◆ **SELECTION**:

****************

The Fengyun-3D (FY-3D) is the fourth satellite of the FY-3 series. On FY-3D, there are eleven payloads, among which the Medium-Resolution Spectral Imager II (MERSI-II) is an improved version of the MERSI aboard FY-3A/B/C [33]. Table 1 summarizes the channel specifications of MERSI-II/FY-3D, including spectral, radiometric, and geometric characteristics. MERSI-II/FY-3D has 25 channels covering the visible, near-infrared, mid-infrared, and thermal infrared spectra. Except for the channels 20–23, which have a spatial resolution of 1000 m, it is the world’s first imaging instrument that can obtain global thermal infrared measurements in the split-window channels with a spatial resolution of 250 m. For the channels 20–25, the brightness temperature ranges between 180 K and 350 K, while the noise equivalent temperature difference (NEΔT) is 0.25–0.40 K at 270 K. The improved MERSI-II instrument enhances the capability to observe surface and atmospheric variables with greater detail. Based on its channel configuration, MERSI-II/FY-3D data are well suitable for LST retrieval.

To retrieve accurate all-sky (clear-sky and cloudy-sky) LSTs from MERSI-II/FY-3D data, a hybrid algorithm is proposed in this paper, in which clear-sky LSTs are retrieved using the generalized split-window algorithm, while cloudy-sky LSTs are estimated using a method that integrates the XGBoost algorithm and SEB theory. In the following, Section 2 describes the study area, datasets, and data processing; Section 3 presents the proposed method; Section 4 gives the results and analysis of all-sky LST retrieval and accuracy validation; and Section 5 discusses the limitation of the proposed method and the work to do in the future. The final section is devoted to the summary and conclusions.

****************

◆ **PROVIDED INFORMATION**:
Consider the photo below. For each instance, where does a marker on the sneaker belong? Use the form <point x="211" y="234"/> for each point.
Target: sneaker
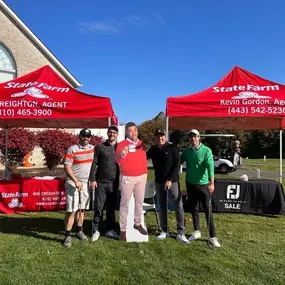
<point x="81" y="236"/>
<point x="182" y="238"/>
<point x="95" y="236"/>
<point x="112" y="234"/>
<point x="213" y="241"/>
<point x="67" y="241"/>
<point x="195" y="235"/>
<point x="141" y="229"/>
<point x="163" y="236"/>
<point x="123" y="236"/>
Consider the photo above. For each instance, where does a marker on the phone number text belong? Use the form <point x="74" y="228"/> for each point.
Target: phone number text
<point x="25" y="112"/>
<point x="256" y="110"/>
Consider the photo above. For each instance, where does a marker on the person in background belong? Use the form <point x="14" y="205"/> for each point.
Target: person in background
<point x="77" y="165"/>
<point x="199" y="183"/>
<point x="131" y="156"/>
<point x="104" y="178"/>
<point x="165" y="159"/>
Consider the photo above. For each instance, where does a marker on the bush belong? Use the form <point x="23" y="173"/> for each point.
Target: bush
<point x="21" y="141"/>
<point x="54" y="144"/>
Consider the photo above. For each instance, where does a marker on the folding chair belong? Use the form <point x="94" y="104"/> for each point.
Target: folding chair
<point x="150" y="195"/>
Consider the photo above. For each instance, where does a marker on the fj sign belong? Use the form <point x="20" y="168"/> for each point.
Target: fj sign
<point x="233" y="192"/>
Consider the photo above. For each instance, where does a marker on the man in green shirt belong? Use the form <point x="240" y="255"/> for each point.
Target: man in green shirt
<point x="199" y="183"/>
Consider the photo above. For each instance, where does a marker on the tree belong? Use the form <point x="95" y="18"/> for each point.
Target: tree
<point x="54" y="144"/>
<point x="21" y="141"/>
<point x="147" y="129"/>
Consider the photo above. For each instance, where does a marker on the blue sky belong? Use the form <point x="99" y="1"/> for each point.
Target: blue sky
<point x="140" y="52"/>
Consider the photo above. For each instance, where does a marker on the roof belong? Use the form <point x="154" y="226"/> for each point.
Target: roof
<point x="37" y="42"/>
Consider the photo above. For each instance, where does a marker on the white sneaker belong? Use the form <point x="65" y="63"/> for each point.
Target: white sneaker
<point x="95" y="236"/>
<point x="162" y="236"/>
<point x="195" y="235"/>
<point x="112" y="234"/>
<point x="182" y="238"/>
<point x="213" y="241"/>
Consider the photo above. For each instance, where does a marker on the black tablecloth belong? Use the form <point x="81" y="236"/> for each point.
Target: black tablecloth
<point x="256" y="196"/>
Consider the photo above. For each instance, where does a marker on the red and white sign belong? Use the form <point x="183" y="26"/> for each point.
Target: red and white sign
<point x="241" y="100"/>
<point x="31" y="195"/>
<point x="43" y="99"/>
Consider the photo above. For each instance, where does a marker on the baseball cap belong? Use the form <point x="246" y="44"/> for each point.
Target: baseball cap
<point x="159" y="132"/>
<point x="113" y="128"/>
<point x="193" y="131"/>
<point x="85" y="132"/>
<point x="130" y="124"/>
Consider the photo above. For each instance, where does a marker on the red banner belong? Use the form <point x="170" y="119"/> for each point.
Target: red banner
<point x="29" y="195"/>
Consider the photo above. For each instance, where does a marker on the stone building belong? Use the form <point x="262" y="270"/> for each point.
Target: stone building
<point x="21" y="52"/>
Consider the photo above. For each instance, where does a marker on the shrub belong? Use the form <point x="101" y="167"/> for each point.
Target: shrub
<point x="54" y="144"/>
<point x="21" y="141"/>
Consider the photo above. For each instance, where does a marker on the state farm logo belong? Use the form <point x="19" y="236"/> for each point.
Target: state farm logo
<point x="33" y="92"/>
<point x="249" y="94"/>
<point x="15" y="203"/>
<point x="233" y="192"/>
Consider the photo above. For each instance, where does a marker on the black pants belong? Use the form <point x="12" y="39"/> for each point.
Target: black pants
<point x="199" y="193"/>
<point x="105" y="195"/>
<point x="173" y="195"/>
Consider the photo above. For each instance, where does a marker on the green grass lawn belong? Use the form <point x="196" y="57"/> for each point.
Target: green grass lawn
<point x="252" y="253"/>
<point x="253" y="250"/>
<point x="271" y="164"/>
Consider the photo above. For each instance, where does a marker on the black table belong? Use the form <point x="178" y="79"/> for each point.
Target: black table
<point x="256" y="196"/>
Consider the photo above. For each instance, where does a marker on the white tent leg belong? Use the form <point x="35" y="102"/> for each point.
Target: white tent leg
<point x="167" y="128"/>
<point x="281" y="166"/>
<point x="7" y="174"/>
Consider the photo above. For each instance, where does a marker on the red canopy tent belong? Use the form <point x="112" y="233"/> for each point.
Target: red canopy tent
<point x="43" y="99"/>
<point x="241" y="100"/>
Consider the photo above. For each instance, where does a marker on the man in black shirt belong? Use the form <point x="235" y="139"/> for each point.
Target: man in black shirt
<point x="104" y="178"/>
<point x="165" y="159"/>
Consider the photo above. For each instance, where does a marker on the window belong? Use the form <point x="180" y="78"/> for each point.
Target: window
<point x="7" y="65"/>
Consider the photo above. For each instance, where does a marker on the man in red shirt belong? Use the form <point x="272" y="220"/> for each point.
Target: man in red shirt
<point x="131" y="156"/>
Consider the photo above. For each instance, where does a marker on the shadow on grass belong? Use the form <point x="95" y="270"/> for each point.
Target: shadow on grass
<point x="41" y="227"/>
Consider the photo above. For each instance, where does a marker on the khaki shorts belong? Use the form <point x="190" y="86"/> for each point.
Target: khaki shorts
<point x="72" y="197"/>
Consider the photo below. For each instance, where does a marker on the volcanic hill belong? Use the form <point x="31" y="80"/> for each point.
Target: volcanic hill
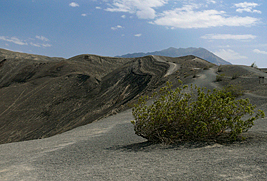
<point x="43" y="96"/>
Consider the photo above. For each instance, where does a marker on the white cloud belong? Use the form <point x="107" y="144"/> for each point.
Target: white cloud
<point x="187" y="17"/>
<point x="13" y="40"/>
<point x="74" y="4"/>
<point x="247" y="7"/>
<point x="260" y="51"/>
<point x="229" y="55"/>
<point x="42" y="38"/>
<point x="211" y="2"/>
<point x="138" y="35"/>
<point x="46" y="45"/>
<point x="116" y="27"/>
<point x="35" y="44"/>
<point x="228" y="37"/>
<point x="144" y="9"/>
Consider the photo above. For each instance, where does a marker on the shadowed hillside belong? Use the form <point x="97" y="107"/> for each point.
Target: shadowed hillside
<point x="45" y="96"/>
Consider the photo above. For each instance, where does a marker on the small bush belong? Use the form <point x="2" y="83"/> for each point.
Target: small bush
<point x="219" y="78"/>
<point x="235" y="76"/>
<point x="182" y="115"/>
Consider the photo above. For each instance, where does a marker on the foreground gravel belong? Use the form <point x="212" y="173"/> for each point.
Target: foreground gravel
<point x="109" y="150"/>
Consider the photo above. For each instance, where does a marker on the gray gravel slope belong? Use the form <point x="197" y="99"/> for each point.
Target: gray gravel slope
<point x="109" y="150"/>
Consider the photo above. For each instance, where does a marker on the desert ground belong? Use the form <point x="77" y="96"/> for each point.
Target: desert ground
<point x="108" y="149"/>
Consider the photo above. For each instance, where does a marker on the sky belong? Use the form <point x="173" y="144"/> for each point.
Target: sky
<point x="235" y="30"/>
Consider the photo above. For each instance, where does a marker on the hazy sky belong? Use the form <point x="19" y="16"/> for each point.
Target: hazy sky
<point x="235" y="30"/>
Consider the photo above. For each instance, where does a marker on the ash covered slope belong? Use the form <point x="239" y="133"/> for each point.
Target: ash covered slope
<point x="46" y="97"/>
<point x="174" y="52"/>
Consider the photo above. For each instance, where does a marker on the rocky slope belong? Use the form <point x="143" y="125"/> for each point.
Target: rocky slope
<point x="43" y="96"/>
<point x="174" y="52"/>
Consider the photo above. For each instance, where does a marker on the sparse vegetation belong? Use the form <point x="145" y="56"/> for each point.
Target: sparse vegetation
<point x="219" y="69"/>
<point x="190" y="114"/>
<point x="235" y="76"/>
<point x="254" y="65"/>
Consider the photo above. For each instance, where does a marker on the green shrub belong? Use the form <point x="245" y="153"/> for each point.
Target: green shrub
<point x="190" y="114"/>
<point x="219" y="77"/>
<point x="220" y="69"/>
<point x="235" y="76"/>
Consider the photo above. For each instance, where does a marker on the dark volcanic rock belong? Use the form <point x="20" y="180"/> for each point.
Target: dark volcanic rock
<point x="45" y="96"/>
<point x="42" y="98"/>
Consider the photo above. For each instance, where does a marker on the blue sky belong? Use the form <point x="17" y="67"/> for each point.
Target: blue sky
<point x="235" y="30"/>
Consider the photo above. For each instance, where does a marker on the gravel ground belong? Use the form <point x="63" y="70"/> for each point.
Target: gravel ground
<point x="109" y="150"/>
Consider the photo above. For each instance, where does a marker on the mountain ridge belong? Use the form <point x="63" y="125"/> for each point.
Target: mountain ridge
<point x="179" y="52"/>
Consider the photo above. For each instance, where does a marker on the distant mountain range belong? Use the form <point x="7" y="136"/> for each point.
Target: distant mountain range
<point x="174" y="52"/>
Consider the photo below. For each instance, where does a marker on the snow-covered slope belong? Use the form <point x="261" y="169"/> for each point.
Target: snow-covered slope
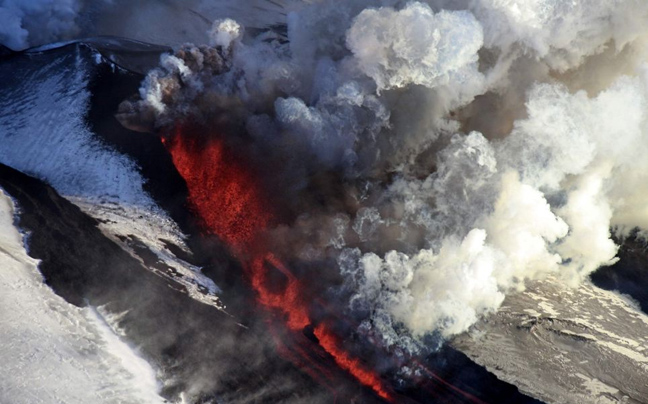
<point x="44" y="132"/>
<point x="54" y="352"/>
<point x="562" y="345"/>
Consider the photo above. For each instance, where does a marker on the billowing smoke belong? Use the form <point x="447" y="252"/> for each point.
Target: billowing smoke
<point x="433" y="155"/>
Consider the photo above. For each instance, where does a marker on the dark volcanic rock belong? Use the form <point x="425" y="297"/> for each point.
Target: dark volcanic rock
<point x="197" y="347"/>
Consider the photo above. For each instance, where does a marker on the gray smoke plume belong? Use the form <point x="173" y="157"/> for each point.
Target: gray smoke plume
<point x="475" y="145"/>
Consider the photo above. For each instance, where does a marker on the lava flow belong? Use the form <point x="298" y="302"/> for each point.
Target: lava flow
<point x="227" y="197"/>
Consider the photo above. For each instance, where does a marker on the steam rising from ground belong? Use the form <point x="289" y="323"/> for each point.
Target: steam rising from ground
<point x="471" y="148"/>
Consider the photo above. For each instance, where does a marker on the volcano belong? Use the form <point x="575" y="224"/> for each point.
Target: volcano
<point x="372" y="202"/>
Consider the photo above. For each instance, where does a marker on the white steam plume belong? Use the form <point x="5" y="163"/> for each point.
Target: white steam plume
<point x="435" y="222"/>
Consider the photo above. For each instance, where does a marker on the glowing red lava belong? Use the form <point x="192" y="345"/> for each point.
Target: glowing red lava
<point x="226" y="195"/>
<point x="330" y="343"/>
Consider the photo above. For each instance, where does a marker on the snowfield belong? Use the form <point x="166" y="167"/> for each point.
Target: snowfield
<point x="52" y="351"/>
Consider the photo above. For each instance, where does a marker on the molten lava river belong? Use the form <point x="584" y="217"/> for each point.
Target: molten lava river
<point x="229" y="201"/>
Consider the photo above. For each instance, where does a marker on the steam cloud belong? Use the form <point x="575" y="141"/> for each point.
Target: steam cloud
<point x="475" y="145"/>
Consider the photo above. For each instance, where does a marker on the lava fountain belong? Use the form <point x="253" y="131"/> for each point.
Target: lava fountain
<point x="229" y="200"/>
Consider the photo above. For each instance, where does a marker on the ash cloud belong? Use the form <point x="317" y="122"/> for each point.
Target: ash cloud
<point x="440" y="153"/>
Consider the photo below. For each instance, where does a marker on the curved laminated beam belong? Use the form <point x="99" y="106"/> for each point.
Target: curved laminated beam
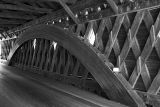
<point x="111" y="85"/>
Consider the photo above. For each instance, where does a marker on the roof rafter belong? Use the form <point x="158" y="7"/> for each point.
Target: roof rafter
<point x="68" y="10"/>
<point x="16" y="16"/>
<point x="20" y="8"/>
<point x="43" y="10"/>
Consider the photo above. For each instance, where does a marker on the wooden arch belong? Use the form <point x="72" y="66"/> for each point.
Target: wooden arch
<point x="111" y="85"/>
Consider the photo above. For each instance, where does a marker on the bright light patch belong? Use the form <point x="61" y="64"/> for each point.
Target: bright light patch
<point x="54" y="44"/>
<point x="159" y="34"/>
<point x="0" y="49"/>
<point x="34" y="43"/>
<point x="116" y="70"/>
<point x="91" y="37"/>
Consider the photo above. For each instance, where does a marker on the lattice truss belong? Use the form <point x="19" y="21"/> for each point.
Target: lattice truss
<point x="130" y="42"/>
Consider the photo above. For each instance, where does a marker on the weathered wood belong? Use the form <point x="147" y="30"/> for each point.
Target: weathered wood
<point x="68" y="10"/>
<point x="98" y="69"/>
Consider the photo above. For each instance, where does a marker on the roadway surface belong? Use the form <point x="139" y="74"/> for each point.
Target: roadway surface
<point x="19" y="89"/>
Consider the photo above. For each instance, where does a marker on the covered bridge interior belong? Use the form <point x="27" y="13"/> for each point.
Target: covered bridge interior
<point x="79" y="53"/>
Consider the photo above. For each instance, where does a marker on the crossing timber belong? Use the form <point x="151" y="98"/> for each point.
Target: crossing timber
<point x="80" y="43"/>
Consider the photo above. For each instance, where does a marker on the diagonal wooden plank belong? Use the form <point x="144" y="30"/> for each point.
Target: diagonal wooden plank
<point x="155" y="86"/>
<point x="68" y="10"/>
<point x="113" y="5"/>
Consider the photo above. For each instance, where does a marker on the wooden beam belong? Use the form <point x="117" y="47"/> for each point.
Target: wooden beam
<point x="113" y="5"/>
<point x="4" y="21"/>
<point x="66" y="1"/>
<point x="43" y="10"/>
<point x="68" y="10"/>
<point x="150" y="99"/>
<point x="20" y="8"/>
<point x="14" y="15"/>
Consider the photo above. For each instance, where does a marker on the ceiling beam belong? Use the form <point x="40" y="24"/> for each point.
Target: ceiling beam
<point x="13" y="15"/>
<point x="68" y="10"/>
<point x="4" y="21"/>
<point x="40" y="10"/>
<point x="20" y="8"/>
<point x="66" y="1"/>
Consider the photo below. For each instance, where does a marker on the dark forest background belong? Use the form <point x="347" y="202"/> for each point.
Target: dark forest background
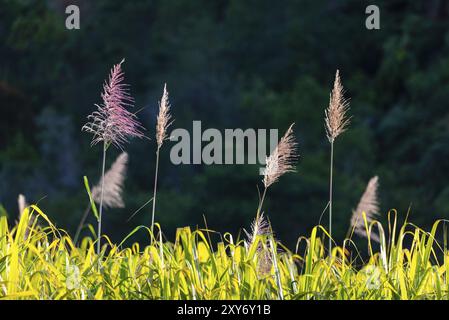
<point x="230" y="64"/>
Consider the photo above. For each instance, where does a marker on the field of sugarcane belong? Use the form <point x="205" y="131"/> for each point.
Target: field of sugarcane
<point x="41" y="261"/>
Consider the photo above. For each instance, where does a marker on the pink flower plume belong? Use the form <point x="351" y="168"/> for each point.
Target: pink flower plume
<point x="112" y="123"/>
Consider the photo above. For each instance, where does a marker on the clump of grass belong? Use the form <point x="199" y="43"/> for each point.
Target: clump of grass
<point x="48" y="265"/>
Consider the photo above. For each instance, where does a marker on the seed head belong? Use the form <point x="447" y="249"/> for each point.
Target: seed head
<point x="282" y="159"/>
<point x="336" y="120"/>
<point x="112" y="123"/>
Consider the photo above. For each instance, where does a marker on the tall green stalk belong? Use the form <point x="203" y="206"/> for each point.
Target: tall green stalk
<point x="101" y="199"/>
<point x="81" y="224"/>
<point x="155" y="191"/>
<point x="330" y="196"/>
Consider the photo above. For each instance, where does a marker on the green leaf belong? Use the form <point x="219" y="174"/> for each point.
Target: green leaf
<point x="91" y="199"/>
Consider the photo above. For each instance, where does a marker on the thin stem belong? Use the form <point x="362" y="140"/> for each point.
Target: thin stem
<point x="261" y="203"/>
<point x="330" y="197"/>
<point x="80" y="226"/>
<point x="101" y="200"/>
<point x="155" y="191"/>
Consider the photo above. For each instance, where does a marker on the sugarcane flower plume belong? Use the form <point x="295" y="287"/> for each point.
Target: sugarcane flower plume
<point x="112" y="123"/>
<point x="369" y="204"/>
<point x="336" y="119"/>
<point x="260" y="227"/>
<point x="163" y="118"/>
<point x="113" y="184"/>
<point x="282" y="159"/>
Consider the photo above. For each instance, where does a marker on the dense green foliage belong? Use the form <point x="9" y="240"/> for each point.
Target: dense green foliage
<point x="231" y="64"/>
<point x="42" y="262"/>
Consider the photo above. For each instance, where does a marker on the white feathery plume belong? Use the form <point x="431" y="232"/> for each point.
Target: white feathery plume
<point x="21" y="201"/>
<point x="163" y="119"/>
<point x="368" y="204"/>
<point x="282" y="159"/>
<point x="113" y="184"/>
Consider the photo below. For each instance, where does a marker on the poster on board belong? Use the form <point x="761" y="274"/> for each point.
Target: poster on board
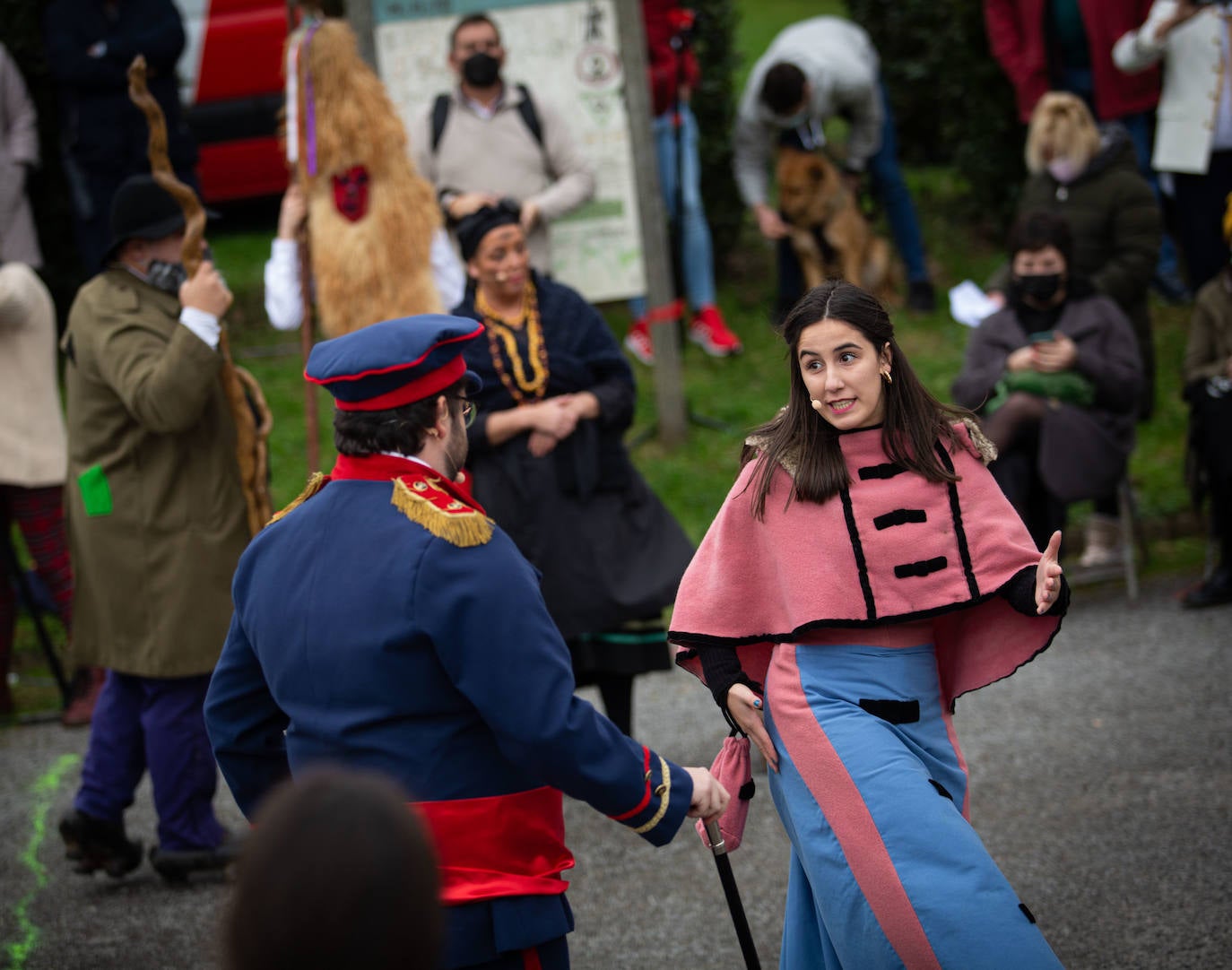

****************

◆ **TASK REQUIREMENTS**: Continue the passage on the MERSI-II imager aboard FY-3D and its use for land surface temperature retrieval, starting after its last sentence.

◆ **OUTPUT**:
2. Study Area, Data and Data Processing

2.1. Study Area and Time Periods

In this study, an Asian area ranging from 70°E to 130°E and from 10°N to 50°N is selected as the study area, which covers most of China as well as surrounding regions in East, South and Southeast Asia (Figure 1). The study area has diverse land cover types, including trees, dense short vegetation, cropland, open waters, desert, semi-arid areas, etc., and it also encompasses various terrains: plateaus, mountains, and plains. The diversity of terrain and land cover types of the study area facilitates the retrieval and analysis of all-sky LSTs.

Two typical time periods, January 2022 and July 2022, are selected in this study, which are representative of winter and summer conditions, respectively.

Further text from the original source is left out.